▸ **Vorgegebener Text**
━━━
Um zum Thema zu kommen: Die Aufklärung – diese süffisante Erzählung – hat unserem Kollegen vor allem eines versprochen: dass er an der Tristesse seiner Freizeitgestaltung, an seiner transparenten Bürooberfläche, an seiner ganzen - gebenedeiten - Unmündigkeit selbst Schuld ist. „Selbstverschuldet“, sagt Kant. / Die „Versprechen der Aufklärung“... Ein Versprechen ist in die Zukunft gesprochen, zum Beispiel in meine Zukunft; verspricht zum Beispiel mir meine Karriere. Dagegen ist die Schuld, die selbstverschuldete Schuld immer (schon) da; immer schon begangen, immer schon im Hinterkopf (und zwar ohne recht zu wissen, wie: die da hin kam...). Unser Kollege weiß, dass er schuldig ist; und er weiß, dass er selbst schuld ist, an der Schuld. Seine Schuld ist ihm versprochen worden:
er wird sich stets darauf berufen können!
━━━
▸ **Aufgaben**
A. Wem schreibt der vorgegebene Text das Wort „Selbstverschuldet“ zu?
B. Übersetzen Sie aus dem vorgegebenen Text den Satz „Unser Kollege weiß, dass er schuldig ist; und er weiß, dass er selbst schuld ist, an der Schuld.“ ins Englische.
Die Einträge stehen in keinem Zusammenhang mit dem vorgegebenen Text.

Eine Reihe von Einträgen
━━━
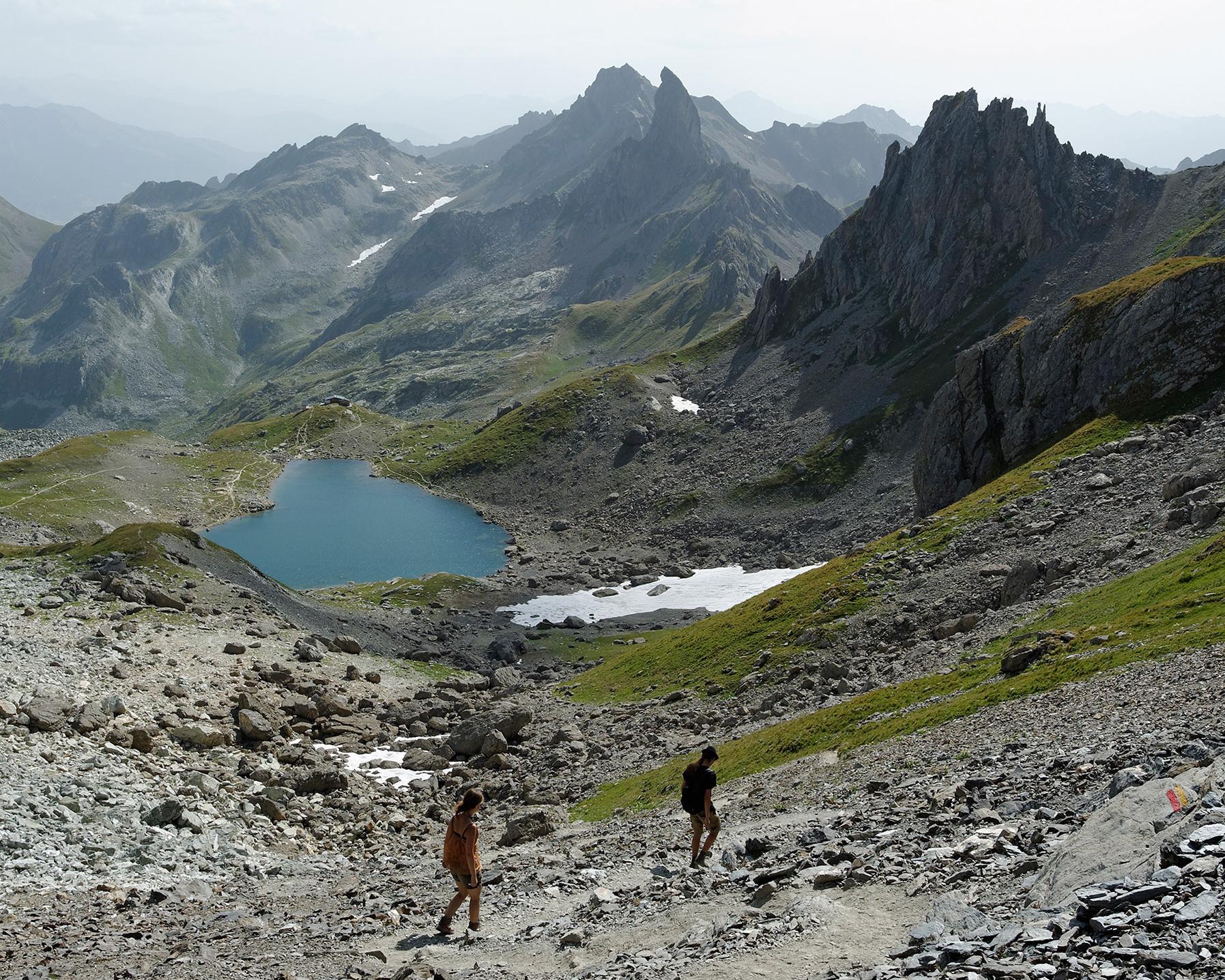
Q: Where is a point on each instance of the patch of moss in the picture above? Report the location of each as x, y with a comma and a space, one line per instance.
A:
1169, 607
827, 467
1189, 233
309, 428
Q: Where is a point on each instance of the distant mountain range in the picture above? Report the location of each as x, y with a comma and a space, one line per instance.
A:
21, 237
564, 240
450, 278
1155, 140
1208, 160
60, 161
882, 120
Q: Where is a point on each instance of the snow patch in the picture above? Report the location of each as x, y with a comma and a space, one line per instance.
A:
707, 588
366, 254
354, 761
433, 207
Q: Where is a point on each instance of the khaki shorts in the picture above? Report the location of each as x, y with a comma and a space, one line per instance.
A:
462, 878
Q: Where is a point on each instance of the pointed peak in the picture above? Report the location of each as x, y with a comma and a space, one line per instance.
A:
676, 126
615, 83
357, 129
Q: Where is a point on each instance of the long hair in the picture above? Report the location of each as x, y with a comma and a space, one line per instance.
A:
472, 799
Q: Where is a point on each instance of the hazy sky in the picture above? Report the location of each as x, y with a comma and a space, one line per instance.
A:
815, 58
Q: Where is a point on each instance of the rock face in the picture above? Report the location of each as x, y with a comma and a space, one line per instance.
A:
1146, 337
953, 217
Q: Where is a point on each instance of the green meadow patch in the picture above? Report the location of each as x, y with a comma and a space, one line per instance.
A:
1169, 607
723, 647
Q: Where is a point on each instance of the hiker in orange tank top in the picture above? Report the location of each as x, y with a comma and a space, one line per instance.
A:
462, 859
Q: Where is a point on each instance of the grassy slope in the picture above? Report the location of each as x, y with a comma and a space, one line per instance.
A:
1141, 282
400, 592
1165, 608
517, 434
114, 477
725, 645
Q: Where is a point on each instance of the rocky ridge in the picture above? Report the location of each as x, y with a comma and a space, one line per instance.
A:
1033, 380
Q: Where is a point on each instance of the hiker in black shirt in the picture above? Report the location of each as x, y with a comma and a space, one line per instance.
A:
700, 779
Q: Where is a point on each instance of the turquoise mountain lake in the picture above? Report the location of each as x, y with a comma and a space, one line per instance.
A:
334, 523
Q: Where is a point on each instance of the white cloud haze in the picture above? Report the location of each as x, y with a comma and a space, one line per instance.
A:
━━━
▸ **Lösungen**
A. Kant.

B. Our colleague knows that he is guilty; and he knows that he himself is to blame for the guilt.